- PROVIDED MATERIAL -
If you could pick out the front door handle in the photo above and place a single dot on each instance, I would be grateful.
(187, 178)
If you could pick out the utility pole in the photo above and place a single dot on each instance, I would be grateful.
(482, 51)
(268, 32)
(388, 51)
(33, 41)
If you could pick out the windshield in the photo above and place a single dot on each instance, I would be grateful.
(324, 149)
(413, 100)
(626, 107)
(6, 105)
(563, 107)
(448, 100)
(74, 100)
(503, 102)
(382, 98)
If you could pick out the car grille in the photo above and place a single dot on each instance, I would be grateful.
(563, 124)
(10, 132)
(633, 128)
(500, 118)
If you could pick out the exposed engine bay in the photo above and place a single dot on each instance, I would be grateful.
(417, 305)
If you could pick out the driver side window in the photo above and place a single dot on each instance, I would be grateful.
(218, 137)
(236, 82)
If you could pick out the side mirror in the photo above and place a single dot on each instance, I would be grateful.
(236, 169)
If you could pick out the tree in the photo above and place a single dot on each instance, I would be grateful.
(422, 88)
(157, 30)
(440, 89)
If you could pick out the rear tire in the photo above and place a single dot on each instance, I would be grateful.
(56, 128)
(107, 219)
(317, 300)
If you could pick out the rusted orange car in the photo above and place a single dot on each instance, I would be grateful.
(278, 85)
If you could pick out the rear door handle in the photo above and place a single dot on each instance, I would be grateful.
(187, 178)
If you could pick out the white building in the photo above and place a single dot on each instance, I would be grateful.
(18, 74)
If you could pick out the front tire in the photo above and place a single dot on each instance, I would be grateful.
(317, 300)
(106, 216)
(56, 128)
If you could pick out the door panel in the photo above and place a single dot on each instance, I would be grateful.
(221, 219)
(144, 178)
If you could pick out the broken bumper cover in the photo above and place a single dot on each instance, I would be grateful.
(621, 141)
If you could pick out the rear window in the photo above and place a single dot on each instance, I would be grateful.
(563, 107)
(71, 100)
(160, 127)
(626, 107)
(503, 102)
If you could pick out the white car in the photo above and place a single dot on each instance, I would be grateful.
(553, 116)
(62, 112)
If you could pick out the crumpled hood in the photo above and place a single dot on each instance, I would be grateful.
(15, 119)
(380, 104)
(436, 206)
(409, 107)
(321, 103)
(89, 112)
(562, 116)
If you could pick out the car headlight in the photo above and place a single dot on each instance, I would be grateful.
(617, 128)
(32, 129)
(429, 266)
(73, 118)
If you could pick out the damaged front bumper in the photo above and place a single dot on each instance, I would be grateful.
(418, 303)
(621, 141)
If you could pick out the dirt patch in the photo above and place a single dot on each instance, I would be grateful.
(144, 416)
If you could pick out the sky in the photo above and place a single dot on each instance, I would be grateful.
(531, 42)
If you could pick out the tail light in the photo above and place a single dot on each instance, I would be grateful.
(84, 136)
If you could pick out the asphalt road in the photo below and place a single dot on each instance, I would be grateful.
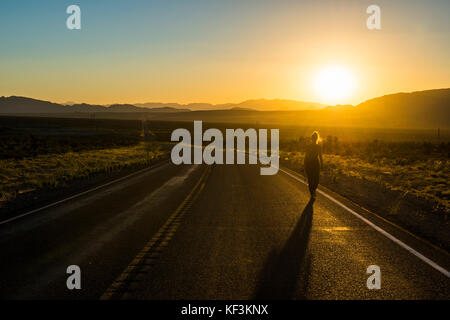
(219, 232)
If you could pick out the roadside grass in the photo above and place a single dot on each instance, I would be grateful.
(425, 178)
(49, 171)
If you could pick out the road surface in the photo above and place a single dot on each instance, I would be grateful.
(213, 232)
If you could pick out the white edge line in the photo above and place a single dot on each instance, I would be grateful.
(76, 195)
(386, 234)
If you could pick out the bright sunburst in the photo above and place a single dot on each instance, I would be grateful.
(334, 84)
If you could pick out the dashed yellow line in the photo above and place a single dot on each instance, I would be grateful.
(146, 258)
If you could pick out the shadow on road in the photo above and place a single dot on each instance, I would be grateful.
(286, 271)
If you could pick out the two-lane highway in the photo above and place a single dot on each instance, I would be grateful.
(226, 232)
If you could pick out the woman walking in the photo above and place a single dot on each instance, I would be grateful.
(313, 163)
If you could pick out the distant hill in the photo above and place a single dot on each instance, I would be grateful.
(257, 104)
(280, 105)
(430, 108)
(23, 105)
(421, 109)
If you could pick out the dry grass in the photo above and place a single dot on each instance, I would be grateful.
(427, 178)
(55, 170)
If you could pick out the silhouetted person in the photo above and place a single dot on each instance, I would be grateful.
(313, 163)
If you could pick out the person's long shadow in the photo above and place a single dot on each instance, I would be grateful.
(286, 271)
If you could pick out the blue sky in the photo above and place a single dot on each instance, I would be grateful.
(217, 51)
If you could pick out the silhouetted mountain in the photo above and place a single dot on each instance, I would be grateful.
(259, 104)
(429, 108)
(280, 105)
(422, 109)
(22, 105)
(27, 105)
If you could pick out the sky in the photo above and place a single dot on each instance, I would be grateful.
(219, 51)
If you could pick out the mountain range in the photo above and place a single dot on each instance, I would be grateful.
(420, 109)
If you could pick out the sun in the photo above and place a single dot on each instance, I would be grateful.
(334, 84)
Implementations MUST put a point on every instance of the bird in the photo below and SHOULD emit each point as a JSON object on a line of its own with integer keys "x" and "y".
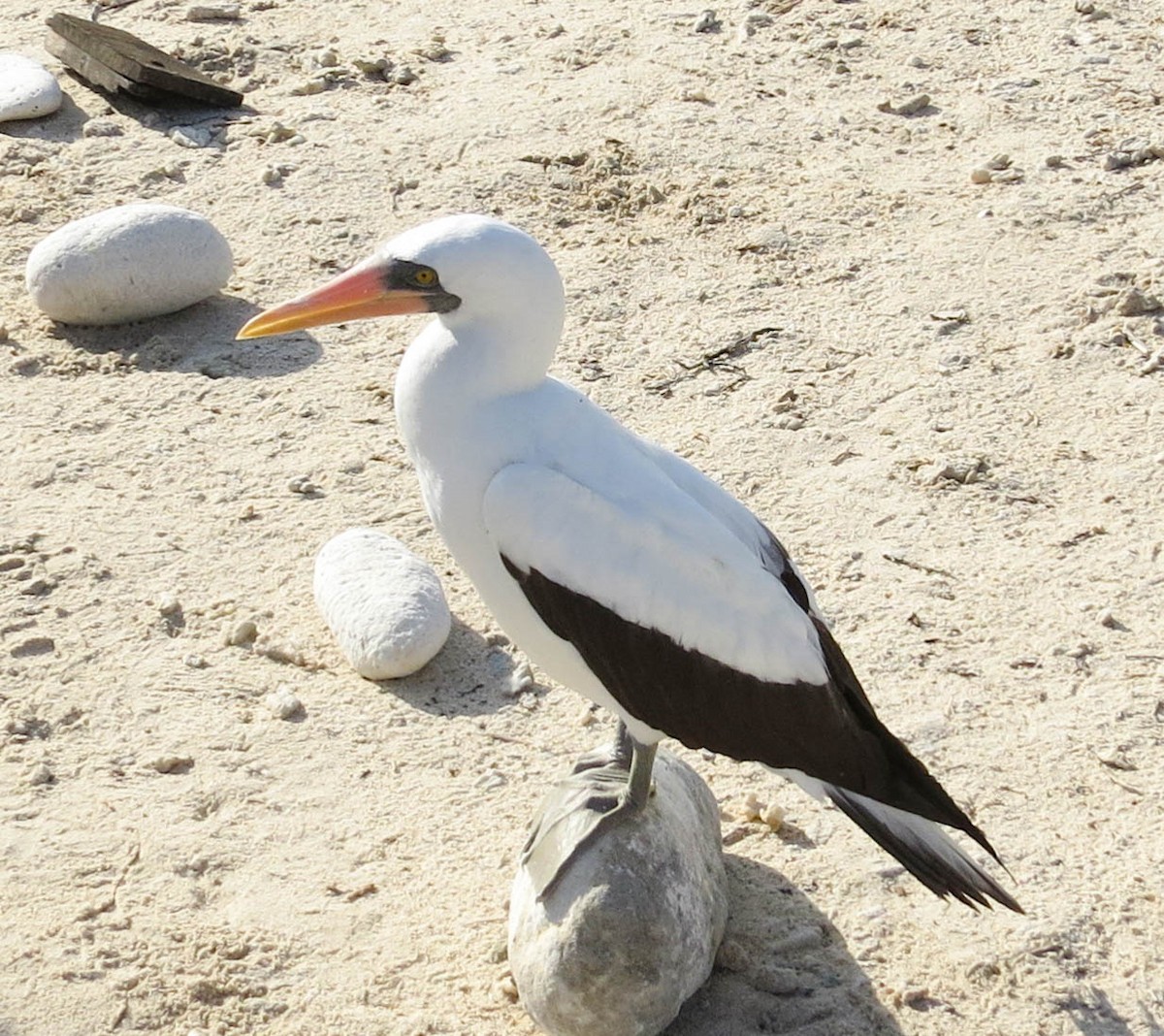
{"x": 621, "y": 569}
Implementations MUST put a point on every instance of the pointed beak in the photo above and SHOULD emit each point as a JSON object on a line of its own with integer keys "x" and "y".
{"x": 362, "y": 291}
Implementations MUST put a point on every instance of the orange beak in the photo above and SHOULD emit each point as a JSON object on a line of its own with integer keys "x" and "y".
{"x": 353, "y": 296}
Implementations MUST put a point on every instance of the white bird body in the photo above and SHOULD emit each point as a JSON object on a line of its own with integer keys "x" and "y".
{"x": 550, "y": 480}
{"x": 617, "y": 567}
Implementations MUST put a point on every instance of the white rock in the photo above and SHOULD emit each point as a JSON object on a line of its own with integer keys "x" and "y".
{"x": 283, "y": 703}
{"x": 383, "y": 603}
{"x": 27, "y": 88}
{"x": 127, "y": 263}
{"x": 631, "y": 929}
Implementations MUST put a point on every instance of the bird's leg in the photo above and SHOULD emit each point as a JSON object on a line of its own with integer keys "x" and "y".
{"x": 606, "y": 787}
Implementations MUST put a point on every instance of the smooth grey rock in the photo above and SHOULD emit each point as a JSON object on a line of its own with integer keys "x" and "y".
{"x": 27, "y": 88}
{"x": 383, "y": 603}
{"x": 127, "y": 263}
{"x": 631, "y": 929}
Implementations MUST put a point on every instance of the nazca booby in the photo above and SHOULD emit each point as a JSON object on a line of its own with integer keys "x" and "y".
{"x": 617, "y": 567}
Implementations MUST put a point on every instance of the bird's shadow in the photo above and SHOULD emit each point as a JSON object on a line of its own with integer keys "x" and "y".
{"x": 783, "y": 967}
{"x": 68, "y": 122}
{"x": 469, "y": 676}
{"x": 199, "y": 339}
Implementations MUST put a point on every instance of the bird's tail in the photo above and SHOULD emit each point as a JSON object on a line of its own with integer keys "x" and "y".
{"x": 919, "y": 844}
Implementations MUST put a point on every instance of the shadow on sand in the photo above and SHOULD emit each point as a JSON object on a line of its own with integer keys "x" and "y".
{"x": 458, "y": 682}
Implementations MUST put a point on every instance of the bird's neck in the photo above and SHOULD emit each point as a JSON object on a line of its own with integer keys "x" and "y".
{"x": 449, "y": 375}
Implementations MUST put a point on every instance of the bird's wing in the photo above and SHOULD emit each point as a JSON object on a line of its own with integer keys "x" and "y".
{"x": 703, "y": 635}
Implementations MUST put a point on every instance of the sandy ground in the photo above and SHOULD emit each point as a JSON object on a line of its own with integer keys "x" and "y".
{"x": 937, "y": 391}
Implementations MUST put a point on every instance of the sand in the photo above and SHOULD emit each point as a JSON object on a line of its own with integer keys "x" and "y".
{"x": 920, "y": 337}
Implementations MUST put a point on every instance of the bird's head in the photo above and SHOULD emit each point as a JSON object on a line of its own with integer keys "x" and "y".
{"x": 469, "y": 271}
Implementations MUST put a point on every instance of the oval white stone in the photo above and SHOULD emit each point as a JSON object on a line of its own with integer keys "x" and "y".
{"x": 127, "y": 263}
{"x": 383, "y": 603}
{"x": 27, "y": 88}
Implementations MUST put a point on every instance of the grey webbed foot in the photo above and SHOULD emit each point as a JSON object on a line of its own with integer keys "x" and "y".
{"x": 605, "y": 787}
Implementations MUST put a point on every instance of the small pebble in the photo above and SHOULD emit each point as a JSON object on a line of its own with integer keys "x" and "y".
{"x": 521, "y": 680}
{"x": 172, "y": 763}
{"x": 242, "y": 633}
{"x": 41, "y": 774}
{"x": 303, "y": 486}
{"x": 127, "y": 263}
{"x": 911, "y": 108}
{"x": 707, "y": 22}
{"x": 383, "y": 603}
{"x": 283, "y": 703}
{"x": 102, "y": 127}
{"x": 751, "y": 23}
{"x": 191, "y": 137}
{"x": 27, "y": 88}
{"x": 215, "y": 13}
{"x": 1136, "y": 303}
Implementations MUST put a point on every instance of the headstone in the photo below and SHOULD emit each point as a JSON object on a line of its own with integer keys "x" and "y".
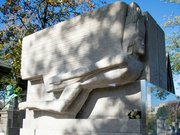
{"x": 84, "y": 74}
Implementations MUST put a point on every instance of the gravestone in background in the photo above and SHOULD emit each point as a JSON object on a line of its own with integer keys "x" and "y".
{"x": 84, "y": 74}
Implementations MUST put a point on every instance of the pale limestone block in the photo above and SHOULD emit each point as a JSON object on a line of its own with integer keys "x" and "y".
{"x": 27, "y": 131}
{"x": 104, "y": 70}
{"x": 36, "y": 91}
{"x": 85, "y": 125}
{"x": 75, "y": 43}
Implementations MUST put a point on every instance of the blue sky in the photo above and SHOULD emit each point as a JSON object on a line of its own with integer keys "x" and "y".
{"x": 159, "y": 11}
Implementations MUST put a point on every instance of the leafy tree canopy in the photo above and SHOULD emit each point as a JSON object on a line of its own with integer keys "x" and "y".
{"x": 173, "y": 41}
{"x": 19, "y": 18}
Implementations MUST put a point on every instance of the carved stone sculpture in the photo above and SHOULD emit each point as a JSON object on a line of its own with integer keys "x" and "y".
{"x": 107, "y": 71}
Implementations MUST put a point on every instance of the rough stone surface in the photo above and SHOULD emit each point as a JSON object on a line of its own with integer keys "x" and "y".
{"x": 85, "y": 70}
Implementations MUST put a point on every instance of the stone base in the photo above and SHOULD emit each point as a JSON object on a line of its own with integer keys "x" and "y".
{"x": 50, "y": 126}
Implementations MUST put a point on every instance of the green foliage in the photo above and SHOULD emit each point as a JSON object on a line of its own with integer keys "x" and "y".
{"x": 18, "y": 91}
{"x": 20, "y": 18}
{"x": 173, "y": 41}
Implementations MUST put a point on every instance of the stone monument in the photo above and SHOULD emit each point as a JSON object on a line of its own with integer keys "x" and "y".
{"x": 84, "y": 74}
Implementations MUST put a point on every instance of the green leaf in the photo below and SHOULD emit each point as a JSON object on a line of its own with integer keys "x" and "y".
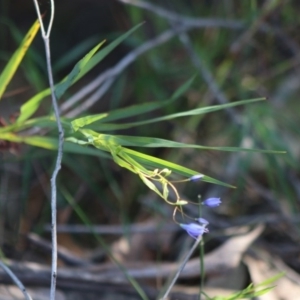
{"x": 30, "y": 107}
{"x": 75, "y": 73}
{"x": 139, "y": 141}
{"x": 103, "y": 53}
{"x": 51, "y": 144}
{"x": 136, "y": 110}
{"x": 81, "y": 122}
{"x": 160, "y": 163}
{"x": 17, "y": 57}
{"x": 197, "y": 111}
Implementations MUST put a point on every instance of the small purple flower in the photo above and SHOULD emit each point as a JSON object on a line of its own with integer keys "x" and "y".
{"x": 194, "y": 230}
{"x": 202, "y": 221}
{"x": 196, "y": 177}
{"x": 212, "y": 202}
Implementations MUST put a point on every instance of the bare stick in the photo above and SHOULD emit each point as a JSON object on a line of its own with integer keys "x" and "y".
{"x": 15, "y": 280}
{"x": 181, "y": 267}
{"x": 46, "y": 38}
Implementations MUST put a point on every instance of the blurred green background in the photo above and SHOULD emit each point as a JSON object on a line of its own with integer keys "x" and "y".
{"x": 238, "y": 49}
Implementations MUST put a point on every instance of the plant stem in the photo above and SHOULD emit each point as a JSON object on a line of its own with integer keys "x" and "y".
{"x": 46, "y": 38}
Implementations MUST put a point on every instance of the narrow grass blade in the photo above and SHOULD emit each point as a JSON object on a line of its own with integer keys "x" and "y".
{"x": 17, "y": 57}
{"x": 148, "y": 142}
{"x": 193, "y": 112}
{"x": 136, "y": 110}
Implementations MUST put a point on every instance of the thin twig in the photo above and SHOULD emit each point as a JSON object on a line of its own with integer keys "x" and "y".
{"x": 195, "y": 22}
{"x": 46, "y": 38}
{"x": 182, "y": 265}
{"x": 15, "y": 280}
{"x": 102, "y": 83}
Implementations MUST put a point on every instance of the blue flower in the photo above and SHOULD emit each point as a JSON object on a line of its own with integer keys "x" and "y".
{"x": 196, "y": 177}
{"x": 202, "y": 221}
{"x": 212, "y": 202}
{"x": 194, "y": 230}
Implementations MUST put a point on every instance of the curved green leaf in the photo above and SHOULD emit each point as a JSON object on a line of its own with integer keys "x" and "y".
{"x": 17, "y": 57}
{"x": 192, "y": 112}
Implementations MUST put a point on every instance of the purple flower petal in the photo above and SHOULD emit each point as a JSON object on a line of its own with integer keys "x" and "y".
{"x": 212, "y": 202}
{"x": 202, "y": 221}
{"x": 196, "y": 177}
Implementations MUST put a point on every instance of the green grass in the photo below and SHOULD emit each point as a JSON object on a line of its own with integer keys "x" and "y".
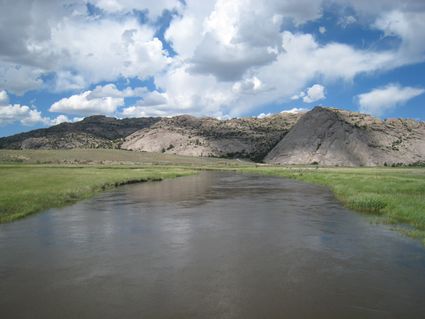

- DESCRIPTION OF THE TASK -
Starting from the line where "Implementations MUST put a point on every instance of the thin" appears, copy every line through the end of the material, both ends included, but no pictures.

- TASK OUTPUT -
Implementations MUST put a point on every instance of the thin twig in the photo above and SHOULD emit each point as a JSON object on a line of its own with integer keys "x" and "y".
{"x": 195, "y": 22}
{"x": 46, "y": 38}
{"x": 182, "y": 265}
{"x": 15, "y": 280}
{"x": 102, "y": 83}
Implementations MUST put a point on every instance of the blue flower in the photo above and SHOULD emit each point as a JSON object on a line of its own with integer keys "x" and "y".
{"x": 196, "y": 177}
{"x": 202, "y": 221}
{"x": 212, "y": 202}
{"x": 194, "y": 230}
Implementations MUST put a point on every instance of the curved green leaf in the photo above and SHOULD emit each point as a JSON object on a line of its own with integer keys "x" and "y".
{"x": 17, "y": 57}
{"x": 192, "y": 112}
Implementations MUST put a point on every instance of the purple flower petal in the photo above and SHOULD emit each point as a JSON object on a line of its own with integer keys "x" and "y".
{"x": 212, "y": 202}
{"x": 202, "y": 221}
{"x": 196, "y": 177}
Implementations MUST put a point on every instance of the green grass in the photo below and SHOULD emit each point as a JSON object on a line of its own with integer keys "x" and "y".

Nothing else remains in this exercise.